### Work required
Return the lines below verbatim, with no changes of any kind.

>>>

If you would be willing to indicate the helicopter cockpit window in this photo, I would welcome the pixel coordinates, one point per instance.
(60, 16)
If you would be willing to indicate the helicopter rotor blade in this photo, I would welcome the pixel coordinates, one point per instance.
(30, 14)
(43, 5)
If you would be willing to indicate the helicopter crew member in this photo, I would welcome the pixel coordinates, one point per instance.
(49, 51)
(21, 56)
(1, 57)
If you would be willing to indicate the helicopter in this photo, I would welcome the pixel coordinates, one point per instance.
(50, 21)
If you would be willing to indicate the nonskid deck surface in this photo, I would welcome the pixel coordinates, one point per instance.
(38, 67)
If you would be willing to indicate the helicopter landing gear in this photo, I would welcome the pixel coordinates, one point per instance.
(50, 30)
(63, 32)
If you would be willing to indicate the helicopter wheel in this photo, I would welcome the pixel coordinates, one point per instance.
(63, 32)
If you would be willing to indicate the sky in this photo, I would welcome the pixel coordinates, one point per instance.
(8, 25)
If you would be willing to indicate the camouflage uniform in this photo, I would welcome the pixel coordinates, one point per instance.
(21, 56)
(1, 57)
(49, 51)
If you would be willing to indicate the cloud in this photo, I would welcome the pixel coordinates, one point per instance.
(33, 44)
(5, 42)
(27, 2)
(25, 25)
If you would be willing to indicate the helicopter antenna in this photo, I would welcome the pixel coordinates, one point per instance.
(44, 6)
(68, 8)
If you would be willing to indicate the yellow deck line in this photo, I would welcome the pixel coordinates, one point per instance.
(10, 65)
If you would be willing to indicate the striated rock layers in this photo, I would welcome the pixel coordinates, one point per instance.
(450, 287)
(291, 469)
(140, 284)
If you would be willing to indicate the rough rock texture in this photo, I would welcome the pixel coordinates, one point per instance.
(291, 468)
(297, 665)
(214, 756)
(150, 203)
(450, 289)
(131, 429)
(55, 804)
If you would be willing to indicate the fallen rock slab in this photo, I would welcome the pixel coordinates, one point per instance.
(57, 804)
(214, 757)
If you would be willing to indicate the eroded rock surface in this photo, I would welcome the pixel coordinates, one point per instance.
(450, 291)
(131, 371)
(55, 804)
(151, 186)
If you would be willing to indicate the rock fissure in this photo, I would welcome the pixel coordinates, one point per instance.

<<<

### Response
If you would be willing to indicate the helicopter cockpit window in this photo, I would welcome the pixel coordinates, one point per instance.
(60, 16)
If you would be willing to indicate the helicopter rotor blade in this photo, I would welcome the pixel coordinates, one point per instance.
(30, 14)
(43, 5)
If you would be willing to indicate the helicopter crew member in this photo, I would welcome the pixel coordinates, one point per instance.
(49, 51)
(21, 56)
(1, 57)
If you would be willing to indicate the helicopter in this photo, I would welcome the pixel coordinates, one point per instance.
(50, 21)
If you would be willing to indicate the nonskid deck surface in this photo, I would welcome the pixel coordinates, one point per instance.
(38, 67)
If you would be willing to indicate the helicopter landing gear in this photo, I would welcome the pixel coordinates, one point per instance.
(50, 30)
(63, 32)
If you would be willing to indicate the helicopter wheel in this photo, I would welcome the pixel coordinates, one point per instance.
(63, 32)
If you would be willing to indicate the sky in this photo, I would welcome the pixel coordinates, one point per instance.
(8, 25)
If you would be willing to indicate the camouflage uniform in this photo, I would welcome the pixel coordinates, one point per instance.
(21, 56)
(1, 57)
(49, 51)
If you would be willing to indicate the cloud in this photo, I would welcome the pixel coordinates, one point per instance.
(33, 44)
(5, 42)
(27, 2)
(25, 25)
If you would be willing to indicate the helicopter antenna in this photo, I would welcome the pixel coordinates, one point per instance.
(44, 6)
(68, 8)
If you would be willing to indicate the yellow deck line in this photo, I would welcome the pixel coordinates, one point per instance.
(10, 65)
If you would be willing to indicate the striated rock layers in this photo, I would welcome the pixel coordinates, one point per instance.
(450, 287)
(291, 469)
(140, 284)
If you would be willing to indicate the rough rock texture in this photo, I would welcome the pixel coordinates, one point per instance.
(291, 468)
(297, 665)
(214, 756)
(150, 203)
(450, 289)
(131, 429)
(55, 804)
If you would be willing to indicate the fallen rock slab in this photo, I would welcome the pixel coordinates, one point per instance.
(57, 804)
(214, 757)
If you would be willing to indicate the eroded rock surface in this photo, I would welcome the pixel coordinates, one point per instance.
(450, 291)
(131, 371)
(55, 804)
(151, 186)
If you would be willing to indicate the rock fissure in this photo, I would welcome the pixel coordinates, one point per instance.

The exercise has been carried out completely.